■ **STATED EXERCISE**
Every entry must be repeated exactly. Exclude all pictures.

[Start]

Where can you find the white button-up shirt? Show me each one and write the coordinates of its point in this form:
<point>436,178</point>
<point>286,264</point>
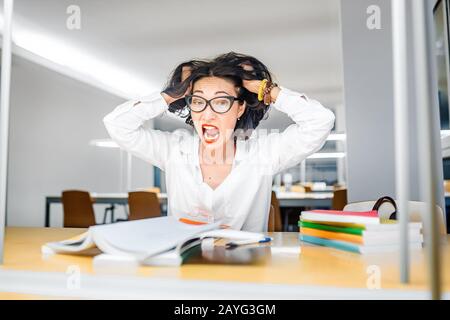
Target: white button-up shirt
<point>242,200</point>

[End]

■ **RESULT OF THE TASK**
Where can you find the white button-up shirt? Show me each one and write the coordinates of its point in this form:
<point>436,178</point>
<point>286,264</point>
Target: white button-up shirt
<point>242,200</point>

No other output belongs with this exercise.